Starting with the line that has "The component shall return one point per instance of the ocean" in it, repeat every line through the last one, word for word, and give nothing more.

=====

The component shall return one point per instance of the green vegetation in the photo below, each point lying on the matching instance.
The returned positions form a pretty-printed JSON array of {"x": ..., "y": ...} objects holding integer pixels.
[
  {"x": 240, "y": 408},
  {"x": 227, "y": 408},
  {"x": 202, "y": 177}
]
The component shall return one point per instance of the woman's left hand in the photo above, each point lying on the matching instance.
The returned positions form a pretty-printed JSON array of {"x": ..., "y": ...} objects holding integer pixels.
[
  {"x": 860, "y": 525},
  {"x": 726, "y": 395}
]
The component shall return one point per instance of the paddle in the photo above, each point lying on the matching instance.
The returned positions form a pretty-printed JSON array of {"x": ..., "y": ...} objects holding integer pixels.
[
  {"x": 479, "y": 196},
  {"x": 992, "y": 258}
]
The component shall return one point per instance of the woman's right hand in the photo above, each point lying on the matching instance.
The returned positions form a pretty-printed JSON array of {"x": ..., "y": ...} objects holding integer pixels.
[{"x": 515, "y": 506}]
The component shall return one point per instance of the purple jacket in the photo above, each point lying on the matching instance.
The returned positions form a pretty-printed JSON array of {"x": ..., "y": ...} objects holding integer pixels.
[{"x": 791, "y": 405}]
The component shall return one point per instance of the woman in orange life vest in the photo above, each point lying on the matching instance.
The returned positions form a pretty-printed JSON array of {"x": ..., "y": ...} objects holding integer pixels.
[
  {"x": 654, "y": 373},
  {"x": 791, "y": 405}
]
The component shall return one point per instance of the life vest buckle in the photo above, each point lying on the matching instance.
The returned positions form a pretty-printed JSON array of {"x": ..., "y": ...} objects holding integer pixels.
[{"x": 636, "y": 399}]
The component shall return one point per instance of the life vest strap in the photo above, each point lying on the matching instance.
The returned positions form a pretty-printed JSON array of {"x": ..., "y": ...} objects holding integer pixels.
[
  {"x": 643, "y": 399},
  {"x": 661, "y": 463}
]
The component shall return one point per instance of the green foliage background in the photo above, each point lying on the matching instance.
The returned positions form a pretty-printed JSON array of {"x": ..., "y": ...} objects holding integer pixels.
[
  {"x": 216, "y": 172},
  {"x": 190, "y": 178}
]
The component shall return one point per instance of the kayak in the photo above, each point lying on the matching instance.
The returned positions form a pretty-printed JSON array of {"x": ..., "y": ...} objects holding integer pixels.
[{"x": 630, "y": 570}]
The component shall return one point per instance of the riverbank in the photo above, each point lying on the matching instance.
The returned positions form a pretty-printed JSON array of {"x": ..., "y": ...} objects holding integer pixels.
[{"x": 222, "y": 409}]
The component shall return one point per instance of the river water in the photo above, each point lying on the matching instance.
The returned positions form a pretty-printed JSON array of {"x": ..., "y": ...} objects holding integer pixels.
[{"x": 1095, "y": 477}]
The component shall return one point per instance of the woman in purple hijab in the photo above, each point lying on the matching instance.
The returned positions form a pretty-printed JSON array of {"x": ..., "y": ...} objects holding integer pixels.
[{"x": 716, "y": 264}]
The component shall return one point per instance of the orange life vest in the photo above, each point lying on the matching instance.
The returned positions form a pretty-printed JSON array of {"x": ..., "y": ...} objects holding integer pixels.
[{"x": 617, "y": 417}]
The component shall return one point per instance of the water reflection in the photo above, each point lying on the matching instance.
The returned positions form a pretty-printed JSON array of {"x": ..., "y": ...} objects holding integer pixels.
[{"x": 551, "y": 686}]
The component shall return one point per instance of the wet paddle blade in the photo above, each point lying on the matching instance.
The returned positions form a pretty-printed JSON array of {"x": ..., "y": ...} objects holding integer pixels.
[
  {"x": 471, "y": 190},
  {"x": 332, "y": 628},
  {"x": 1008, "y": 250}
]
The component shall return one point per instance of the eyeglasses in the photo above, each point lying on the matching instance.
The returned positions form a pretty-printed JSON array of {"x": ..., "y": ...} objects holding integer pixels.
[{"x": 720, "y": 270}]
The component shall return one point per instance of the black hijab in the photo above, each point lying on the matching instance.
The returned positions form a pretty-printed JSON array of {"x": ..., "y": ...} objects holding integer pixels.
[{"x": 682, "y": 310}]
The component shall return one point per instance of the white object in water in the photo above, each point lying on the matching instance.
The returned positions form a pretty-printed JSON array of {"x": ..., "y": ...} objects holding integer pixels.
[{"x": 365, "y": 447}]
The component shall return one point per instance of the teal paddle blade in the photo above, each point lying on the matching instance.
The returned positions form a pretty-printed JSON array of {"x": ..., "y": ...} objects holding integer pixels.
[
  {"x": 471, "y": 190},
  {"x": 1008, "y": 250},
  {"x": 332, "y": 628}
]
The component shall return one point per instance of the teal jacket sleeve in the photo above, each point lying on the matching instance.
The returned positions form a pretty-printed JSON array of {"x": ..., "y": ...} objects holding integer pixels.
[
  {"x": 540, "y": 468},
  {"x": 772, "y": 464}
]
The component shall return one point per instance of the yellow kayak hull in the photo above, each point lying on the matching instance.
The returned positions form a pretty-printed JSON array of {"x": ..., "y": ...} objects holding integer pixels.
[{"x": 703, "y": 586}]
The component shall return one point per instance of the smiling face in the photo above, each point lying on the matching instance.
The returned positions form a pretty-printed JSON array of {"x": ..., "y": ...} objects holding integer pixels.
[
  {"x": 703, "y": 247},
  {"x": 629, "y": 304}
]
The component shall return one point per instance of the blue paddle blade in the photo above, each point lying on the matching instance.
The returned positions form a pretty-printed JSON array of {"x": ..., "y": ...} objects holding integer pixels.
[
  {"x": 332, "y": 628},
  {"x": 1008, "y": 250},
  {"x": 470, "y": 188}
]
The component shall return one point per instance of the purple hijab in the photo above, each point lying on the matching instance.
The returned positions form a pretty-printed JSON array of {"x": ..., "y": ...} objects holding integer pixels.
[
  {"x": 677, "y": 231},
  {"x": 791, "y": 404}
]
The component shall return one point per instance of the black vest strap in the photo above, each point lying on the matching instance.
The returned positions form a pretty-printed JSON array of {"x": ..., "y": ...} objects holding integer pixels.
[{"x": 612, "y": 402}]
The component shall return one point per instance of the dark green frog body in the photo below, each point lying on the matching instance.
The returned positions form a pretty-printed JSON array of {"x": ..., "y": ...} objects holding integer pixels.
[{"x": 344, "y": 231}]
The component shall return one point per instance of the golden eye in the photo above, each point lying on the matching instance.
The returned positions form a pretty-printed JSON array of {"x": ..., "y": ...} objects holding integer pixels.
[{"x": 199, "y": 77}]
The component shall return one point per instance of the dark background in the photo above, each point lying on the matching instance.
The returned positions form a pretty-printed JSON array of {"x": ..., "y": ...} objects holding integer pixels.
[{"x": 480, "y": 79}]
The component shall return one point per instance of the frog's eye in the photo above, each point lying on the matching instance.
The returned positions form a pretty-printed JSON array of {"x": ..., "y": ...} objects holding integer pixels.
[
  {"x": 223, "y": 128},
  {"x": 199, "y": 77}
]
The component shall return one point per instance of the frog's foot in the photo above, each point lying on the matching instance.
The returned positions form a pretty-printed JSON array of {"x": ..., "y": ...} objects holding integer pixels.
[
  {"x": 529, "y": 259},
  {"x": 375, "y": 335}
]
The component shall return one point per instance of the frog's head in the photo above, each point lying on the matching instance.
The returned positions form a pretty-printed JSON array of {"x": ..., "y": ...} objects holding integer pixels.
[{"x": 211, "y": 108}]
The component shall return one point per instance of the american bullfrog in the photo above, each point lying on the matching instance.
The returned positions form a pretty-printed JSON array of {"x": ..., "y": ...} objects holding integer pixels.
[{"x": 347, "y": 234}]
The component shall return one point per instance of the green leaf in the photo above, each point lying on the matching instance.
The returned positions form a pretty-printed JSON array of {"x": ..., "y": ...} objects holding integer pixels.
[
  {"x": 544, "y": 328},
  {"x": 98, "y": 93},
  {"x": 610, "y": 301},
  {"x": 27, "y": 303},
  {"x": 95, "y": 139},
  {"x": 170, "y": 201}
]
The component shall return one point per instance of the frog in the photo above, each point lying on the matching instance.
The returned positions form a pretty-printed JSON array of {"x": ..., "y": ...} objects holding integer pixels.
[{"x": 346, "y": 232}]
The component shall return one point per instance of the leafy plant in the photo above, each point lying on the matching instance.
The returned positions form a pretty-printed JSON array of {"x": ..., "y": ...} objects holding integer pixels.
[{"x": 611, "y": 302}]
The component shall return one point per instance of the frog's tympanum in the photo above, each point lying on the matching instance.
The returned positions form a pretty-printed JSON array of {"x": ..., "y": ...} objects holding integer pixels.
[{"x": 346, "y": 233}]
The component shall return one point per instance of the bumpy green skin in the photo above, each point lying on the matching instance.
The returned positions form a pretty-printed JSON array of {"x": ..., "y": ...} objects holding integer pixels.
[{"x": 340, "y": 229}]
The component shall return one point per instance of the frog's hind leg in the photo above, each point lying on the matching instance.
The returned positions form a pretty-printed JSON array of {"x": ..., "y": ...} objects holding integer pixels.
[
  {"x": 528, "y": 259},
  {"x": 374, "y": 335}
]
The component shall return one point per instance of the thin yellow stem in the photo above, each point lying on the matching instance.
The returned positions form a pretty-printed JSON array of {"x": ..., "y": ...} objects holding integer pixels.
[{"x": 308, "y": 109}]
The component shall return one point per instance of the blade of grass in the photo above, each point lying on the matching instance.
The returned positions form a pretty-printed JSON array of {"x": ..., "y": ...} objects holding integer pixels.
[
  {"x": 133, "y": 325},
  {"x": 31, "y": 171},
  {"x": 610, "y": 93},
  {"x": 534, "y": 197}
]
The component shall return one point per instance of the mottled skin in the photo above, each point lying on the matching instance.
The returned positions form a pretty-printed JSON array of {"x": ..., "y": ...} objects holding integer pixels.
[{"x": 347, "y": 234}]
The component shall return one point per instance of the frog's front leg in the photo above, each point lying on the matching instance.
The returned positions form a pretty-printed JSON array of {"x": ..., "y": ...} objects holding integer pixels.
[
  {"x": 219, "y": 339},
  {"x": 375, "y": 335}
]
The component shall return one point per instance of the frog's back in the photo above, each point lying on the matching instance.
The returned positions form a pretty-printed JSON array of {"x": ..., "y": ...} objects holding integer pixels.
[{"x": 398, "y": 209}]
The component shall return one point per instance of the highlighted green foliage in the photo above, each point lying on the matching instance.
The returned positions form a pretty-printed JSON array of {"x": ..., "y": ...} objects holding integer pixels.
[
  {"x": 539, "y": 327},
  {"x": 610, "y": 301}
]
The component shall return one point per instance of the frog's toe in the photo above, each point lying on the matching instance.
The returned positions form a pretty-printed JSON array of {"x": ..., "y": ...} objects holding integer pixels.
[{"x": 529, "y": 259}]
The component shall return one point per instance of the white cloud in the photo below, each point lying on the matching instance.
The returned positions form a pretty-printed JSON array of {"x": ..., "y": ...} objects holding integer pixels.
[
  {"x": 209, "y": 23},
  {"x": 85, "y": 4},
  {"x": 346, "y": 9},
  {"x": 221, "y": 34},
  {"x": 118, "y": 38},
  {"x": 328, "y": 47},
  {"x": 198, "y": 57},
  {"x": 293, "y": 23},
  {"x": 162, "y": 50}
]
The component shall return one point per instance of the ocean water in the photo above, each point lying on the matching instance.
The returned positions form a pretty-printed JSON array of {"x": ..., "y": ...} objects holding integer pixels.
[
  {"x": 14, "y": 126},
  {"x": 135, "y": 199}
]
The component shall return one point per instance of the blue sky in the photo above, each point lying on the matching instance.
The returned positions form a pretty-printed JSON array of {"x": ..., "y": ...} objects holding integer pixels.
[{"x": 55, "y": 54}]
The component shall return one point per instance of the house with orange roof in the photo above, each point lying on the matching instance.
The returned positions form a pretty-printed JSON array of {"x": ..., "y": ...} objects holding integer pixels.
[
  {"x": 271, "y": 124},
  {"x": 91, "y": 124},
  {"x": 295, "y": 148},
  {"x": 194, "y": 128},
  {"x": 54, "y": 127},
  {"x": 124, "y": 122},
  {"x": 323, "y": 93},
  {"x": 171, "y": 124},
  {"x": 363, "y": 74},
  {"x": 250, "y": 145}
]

=====

• [EXERCISE RESULT]:
The component shall return one point per instance of the ocean water in the photo above, each point lying on the matching instance.
The returned positions form a pretty-printed JSON array of {"x": ..., "y": ...} objects holding integer pixels.
[
  {"x": 14, "y": 126},
  {"x": 135, "y": 199}
]
The component shall return one point per instance of the blue sky in the photo above, each point lying on the matching instance.
The returned positions form a pretty-printed JSON array of {"x": ..., "y": ...} objects holding integer pixels.
[{"x": 55, "y": 54}]
The component shall return one point per instance of the house with orange roof in the photo above, each point lying on the matching instance.
The returned positions form a pretty-printed JSON array of {"x": ..., "y": ...} objects holding integer pixels.
[
  {"x": 271, "y": 124},
  {"x": 91, "y": 124},
  {"x": 295, "y": 148},
  {"x": 194, "y": 128},
  {"x": 54, "y": 127},
  {"x": 124, "y": 122},
  {"x": 323, "y": 93},
  {"x": 171, "y": 124},
  {"x": 363, "y": 74},
  {"x": 250, "y": 145}
]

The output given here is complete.